━━ Listed entries ━━

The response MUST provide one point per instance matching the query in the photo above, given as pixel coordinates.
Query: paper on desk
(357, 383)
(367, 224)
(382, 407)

━━━

Assigned task: Return each line above exactly.

Task response:
The response MUST provide one point per instance matching the query in the photo above, given as pixel coordinates.
Query: paper on desk
(357, 383)
(367, 224)
(382, 407)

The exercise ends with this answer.